__Data supplied__:
+-------+
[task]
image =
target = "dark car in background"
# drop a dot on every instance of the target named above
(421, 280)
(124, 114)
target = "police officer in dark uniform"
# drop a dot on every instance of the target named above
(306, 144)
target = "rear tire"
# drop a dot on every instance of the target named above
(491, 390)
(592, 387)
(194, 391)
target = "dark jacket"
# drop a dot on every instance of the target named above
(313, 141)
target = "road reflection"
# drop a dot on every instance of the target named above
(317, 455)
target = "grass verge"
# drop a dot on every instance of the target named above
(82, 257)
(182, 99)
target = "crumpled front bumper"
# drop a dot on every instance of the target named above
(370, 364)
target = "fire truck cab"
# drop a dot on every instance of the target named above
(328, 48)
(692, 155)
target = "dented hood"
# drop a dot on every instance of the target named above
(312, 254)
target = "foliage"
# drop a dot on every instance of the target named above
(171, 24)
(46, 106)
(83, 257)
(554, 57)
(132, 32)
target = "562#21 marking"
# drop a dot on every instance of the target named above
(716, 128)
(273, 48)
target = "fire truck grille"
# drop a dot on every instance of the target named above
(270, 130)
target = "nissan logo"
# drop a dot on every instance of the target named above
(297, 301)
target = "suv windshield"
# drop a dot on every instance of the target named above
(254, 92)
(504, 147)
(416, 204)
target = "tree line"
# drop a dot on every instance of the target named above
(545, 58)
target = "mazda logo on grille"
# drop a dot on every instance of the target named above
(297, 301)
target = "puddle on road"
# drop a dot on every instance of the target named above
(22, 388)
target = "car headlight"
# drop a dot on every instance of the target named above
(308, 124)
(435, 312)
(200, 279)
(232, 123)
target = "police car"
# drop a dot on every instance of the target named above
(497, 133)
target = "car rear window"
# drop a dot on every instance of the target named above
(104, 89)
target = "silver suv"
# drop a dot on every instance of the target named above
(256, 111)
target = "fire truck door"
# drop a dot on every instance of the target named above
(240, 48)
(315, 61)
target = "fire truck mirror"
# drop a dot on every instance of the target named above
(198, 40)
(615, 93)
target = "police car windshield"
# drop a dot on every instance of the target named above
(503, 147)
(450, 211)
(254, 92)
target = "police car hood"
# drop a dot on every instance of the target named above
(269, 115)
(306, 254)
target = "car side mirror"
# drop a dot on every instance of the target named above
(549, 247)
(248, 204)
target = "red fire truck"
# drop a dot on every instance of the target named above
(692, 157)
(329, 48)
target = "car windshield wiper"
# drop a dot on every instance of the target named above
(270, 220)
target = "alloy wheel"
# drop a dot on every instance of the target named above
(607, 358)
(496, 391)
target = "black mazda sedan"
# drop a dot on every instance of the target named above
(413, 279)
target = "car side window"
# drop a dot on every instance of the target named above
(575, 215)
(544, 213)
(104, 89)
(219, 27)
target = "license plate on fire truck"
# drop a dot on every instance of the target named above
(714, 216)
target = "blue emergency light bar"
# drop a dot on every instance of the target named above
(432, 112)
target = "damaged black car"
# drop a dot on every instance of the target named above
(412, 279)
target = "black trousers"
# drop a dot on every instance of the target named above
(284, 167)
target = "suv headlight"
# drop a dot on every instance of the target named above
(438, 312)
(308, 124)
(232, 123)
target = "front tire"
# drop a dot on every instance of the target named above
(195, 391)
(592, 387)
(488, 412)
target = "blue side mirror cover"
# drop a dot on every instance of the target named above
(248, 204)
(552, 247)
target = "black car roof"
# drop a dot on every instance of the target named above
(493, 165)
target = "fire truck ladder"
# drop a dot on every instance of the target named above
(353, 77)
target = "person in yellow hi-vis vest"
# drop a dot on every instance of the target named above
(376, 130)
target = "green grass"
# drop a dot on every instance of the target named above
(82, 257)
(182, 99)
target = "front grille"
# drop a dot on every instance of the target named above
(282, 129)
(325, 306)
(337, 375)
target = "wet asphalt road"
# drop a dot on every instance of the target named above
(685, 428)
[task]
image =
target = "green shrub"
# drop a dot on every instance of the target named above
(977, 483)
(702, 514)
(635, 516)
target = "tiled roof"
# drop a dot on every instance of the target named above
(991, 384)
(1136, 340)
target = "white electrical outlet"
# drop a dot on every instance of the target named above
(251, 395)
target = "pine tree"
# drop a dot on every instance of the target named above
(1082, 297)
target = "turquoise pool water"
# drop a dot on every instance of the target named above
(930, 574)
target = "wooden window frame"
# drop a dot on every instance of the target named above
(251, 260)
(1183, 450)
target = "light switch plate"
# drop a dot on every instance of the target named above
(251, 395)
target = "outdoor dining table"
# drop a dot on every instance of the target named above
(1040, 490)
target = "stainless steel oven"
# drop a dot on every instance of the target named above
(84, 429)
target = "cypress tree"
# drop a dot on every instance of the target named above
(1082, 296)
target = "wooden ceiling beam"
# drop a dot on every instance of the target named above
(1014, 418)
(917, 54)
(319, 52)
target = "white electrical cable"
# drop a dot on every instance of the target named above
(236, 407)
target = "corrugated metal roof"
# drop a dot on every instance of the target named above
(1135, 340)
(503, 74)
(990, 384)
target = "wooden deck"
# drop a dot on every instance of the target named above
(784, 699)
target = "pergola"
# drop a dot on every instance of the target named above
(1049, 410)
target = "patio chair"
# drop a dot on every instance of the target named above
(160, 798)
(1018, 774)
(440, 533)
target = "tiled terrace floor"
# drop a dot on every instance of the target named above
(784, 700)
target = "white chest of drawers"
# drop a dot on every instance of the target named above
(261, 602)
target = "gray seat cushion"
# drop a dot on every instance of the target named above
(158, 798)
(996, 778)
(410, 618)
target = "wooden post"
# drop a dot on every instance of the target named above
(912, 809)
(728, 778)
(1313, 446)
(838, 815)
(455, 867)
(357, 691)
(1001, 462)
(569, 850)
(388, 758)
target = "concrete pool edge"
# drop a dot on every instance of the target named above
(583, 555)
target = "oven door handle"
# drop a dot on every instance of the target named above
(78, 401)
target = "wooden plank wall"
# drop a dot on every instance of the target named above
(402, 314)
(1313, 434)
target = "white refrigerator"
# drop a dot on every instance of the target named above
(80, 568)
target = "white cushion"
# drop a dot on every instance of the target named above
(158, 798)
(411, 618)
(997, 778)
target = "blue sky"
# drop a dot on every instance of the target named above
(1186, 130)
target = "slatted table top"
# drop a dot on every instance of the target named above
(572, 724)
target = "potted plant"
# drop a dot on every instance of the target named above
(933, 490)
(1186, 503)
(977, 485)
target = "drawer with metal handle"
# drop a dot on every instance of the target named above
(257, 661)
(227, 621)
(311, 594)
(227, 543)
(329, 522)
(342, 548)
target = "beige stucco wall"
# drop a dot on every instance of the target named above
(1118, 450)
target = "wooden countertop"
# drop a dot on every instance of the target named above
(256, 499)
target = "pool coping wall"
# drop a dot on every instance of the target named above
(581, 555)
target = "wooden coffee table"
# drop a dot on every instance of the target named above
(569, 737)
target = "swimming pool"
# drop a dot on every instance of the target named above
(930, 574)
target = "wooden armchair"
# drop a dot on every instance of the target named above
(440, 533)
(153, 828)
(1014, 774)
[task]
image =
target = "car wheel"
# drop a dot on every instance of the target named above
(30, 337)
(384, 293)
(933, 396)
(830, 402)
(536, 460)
+-------+
__Instruction__:
The records above are to be copied in full, exactly as written.

__Finished task__:
[task]
image =
target = "dark car in background"
# drop a dot on every instance of the target named above
(421, 280)
(124, 114)
target = "police officer in dark uniform"
# drop a dot on every instance of the target named above
(306, 144)
target = "rear tire"
# drop a dot on every instance of the target named above
(491, 390)
(592, 387)
(194, 391)
target = "dark jacket"
# drop a dot on every instance of the target named above
(313, 141)
target = "road reflection"
# drop a dot on every instance of the target named above
(317, 455)
target = "grass verge"
# drop a dot on every instance of the target named above
(82, 257)
(182, 99)
target = "crumpled front bumper"
# drop a dot on every instance of the target named above
(370, 364)
target = "fire truck cab"
# drop a dot on every instance of the target named above
(328, 48)
(692, 155)
target = "dented hood"
# drop a dot on every instance of the target named above
(312, 254)
target = "foliage"
# drop a dot on every instance of the target named above
(171, 24)
(46, 106)
(83, 257)
(554, 57)
(132, 32)
target = "562#21 marking"
# drop a dot on every instance of the target named above
(716, 128)
(273, 48)
target = "fire truck grille"
# drop a dot on every instance of the target named above
(270, 130)
target = "nissan logo"
# drop a dot on every instance of the target named above
(297, 301)
target = "suv windshield"
# drop a dot on every instance of the target named above
(254, 92)
(504, 147)
(416, 204)
target = "tree line"
# drop a dot on every instance of the target named above
(545, 58)
target = "mazda logo on grille"
# drop a dot on every instance of the target named above
(297, 301)
target = "puddle on road"
# drop a dot on every instance of the target named above
(22, 388)
target = "car headlight"
# drop a dot on every instance of the target named above
(308, 124)
(435, 312)
(200, 279)
(232, 123)
target = "police car"
# drop a dot on every instance of the target named above
(497, 133)
target = "car rear window"
# drop a dot on every instance of the target named above
(104, 89)
target = "silver suv"
# drop a dot on every instance of the target named above
(256, 111)
target = "fire truck door"
# drop a dot on every instance of the target named above
(240, 48)
(315, 61)
target = "fire truck mirror"
# drop a dot on every instance of the target named above
(198, 40)
(615, 93)
target = "police car windshield"
# drop a dot on every instance of the target named above
(503, 147)
(450, 211)
(254, 92)
target = "police car hood"
# drop a dot on every instance of the target named above
(269, 115)
(306, 254)
target = "car side mirror"
# drop a dot on every instance of the target named above
(549, 247)
(248, 204)
target = "red fire truck"
# drop a dot on every instance of the target named above
(692, 157)
(329, 48)
target = "car windshield wiper"
# drop a dot on every instance of the target named above
(270, 220)
target = "alloy wheel"
# drop a dot on every instance of the target named above
(607, 358)
(496, 391)
target = "black mazda sedan"
# drop a dot on every instance of the target named above
(413, 279)
target = "car side window"
# drop a dot on every instance of the target named above
(575, 215)
(544, 213)
(104, 89)
(219, 27)
target = "license plate on fire truck"
# drop a dot on every instance of the target named above
(714, 216)
target = "blue emergency light bar"
# drop a dot on every instance of the target named above
(432, 112)
target = "damaged black car"
# drop a dot on every instance of the target named above
(412, 279)
target = "black trousers"
# drop a dot on every instance of the target named above
(284, 167)
target = "suv headlight"
# drop a dot on every instance of the target named above
(438, 312)
(308, 124)
(232, 123)
target = "front tire"
# drop a dot on every instance of the target named above
(195, 391)
(592, 387)
(488, 412)
target = "blue side mirror cover"
# drop a dot on every instance of the target named above
(248, 204)
(552, 247)
target = "black car roof"
# drop a dot on every instance of the target named above
(493, 165)
target = "fire truck ladder"
# drop a dot on every instance of the target named above
(353, 77)
target = "person in yellow hi-vis vest"
# drop a dot on every instance of the target named above
(376, 130)
target = "green grass"
# drop a dot on every instance of the target named above
(82, 257)
(182, 99)
target = "front grille"
# drop a dot on every instance of the target named above
(282, 129)
(325, 306)
(337, 375)
target = "wet asphalt road"
# drop a dot on every instance of the target named above
(685, 428)
[task]
image =
target = "green shrub"
# drop a dot on every instance of the target named above
(977, 483)
(702, 514)
(635, 516)
target = "tiled roof"
# drop a dot on every instance of the target named above
(991, 384)
(1136, 340)
target = "white electrical outlet"
# drop a dot on every instance of the target named above
(251, 395)
target = "pine tree"
# drop a dot on every instance of the target named above
(1082, 297)
target = "turquoise pool water"
# drop a dot on every instance of the target named above
(930, 574)
target = "wooden window frame"
# drop a dot on every instance of the target named above
(251, 260)
(1183, 450)
target = "light switch plate"
# drop a dot on every instance of the target named above
(251, 395)
target = "outdoor dining table"
# drop a dot on every instance of the target named above
(1040, 490)
target = "stainless steel oven"
# drop a dot on every instance of the target named above
(84, 429)
target = "cypress tree"
# drop a dot on every instance of the target named above
(1082, 296)
target = "wooden ceiling beam"
# drop a dot on every instance of the target named above
(1014, 418)
(917, 54)
(319, 52)
target = "white electrical cable"
# drop a dot on every instance of the target named above
(236, 407)
target = "corrugated metal roof"
# drop a dot on every instance of the target named above
(1135, 340)
(503, 74)
(990, 384)
target = "wooden deck"
# drop a dot on every instance of the target named above
(784, 699)
target = "pergola"
# drop a dot on every instance of the target named above
(1049, 410)
target = "patio chair"
# drop a dot on every instance of the target named above
(160, 798)
(1018, 774)
(440, 533)
target = "tiled terrace floor"
# drop a dot on every instance of the target named above
(784, 700)
target = "white chest of drawers"
# drop a dot on every instance of the target named above
(261, 602)
target = "gray seat cushion"
# drop a dot on every instance of the target named above
(158, 798)
(996, 778)
(410, 618)
target = "wooden post"
# drop a dot on every instance of the target named above
(912, 809)
(728, 778)
(1313, 446)
(838, 815)
(455, 867)
(357, 691)
(1001, 462)
(569, 850)
(388, 758)
target = "concrete pool edge"
# drop a dot on every instance of the target named above
(583, 555)
target = "oven door handle"
# drop a dot on every instance of the target named above
(78, 401)
target = "wooden plank wall"
# drop a dot on every instance of the target named above
(402, 314)
(1313, 434)
target = "white refrigerator"
# drop a dot on every instance of the target named above
(80, 568)
target = "white cushion"
# drop a dot on every instance of the target named above
(158, 798)
(411, 618)
(997, 778)
target = "blue sky"
# drop a dot on every instance of the target named above
(1186, 130)
target = "slatted table top"
# drop a dot on every instance of the target named above
(572, 724)
target = "potted plant"
# drop a dot on every instance of the target named above
(933, 490)
(1186, 503)
(977, 485)
target = "drawer with metal handle"
# drop a dot on every instance of the target named above
(257, 661)
(227, 621)
(311, 594)
(227, 543)
(329, 522)
(342, 548)
target = "beige stucco wall"
# drop a dot on every instance of the target named above
(1118, 450)
target = "wooden countertop"
# drop a dot on every instance of the target named above
(256, 499)
target = "pool coping wall"
# drop a dot on every instance of the target named above
(581, 555)
target = "wooden coffee table"
# drop a dot on every instance of the target named above
(569, 737)
target = "swimming pool"
# drop a dot on every instance of the target named above
(930, 574)
target = "wooden armchair"
# drop a dot on every instance of the target named above
(440, 533)
(153, 828)
(1014, 774)
[task]
image =
target = "car wheel"
# drop a dot on every instance of the target named above
(30, 337)
(384, 293)
(933, 396)
(830, 402)
(536, 460)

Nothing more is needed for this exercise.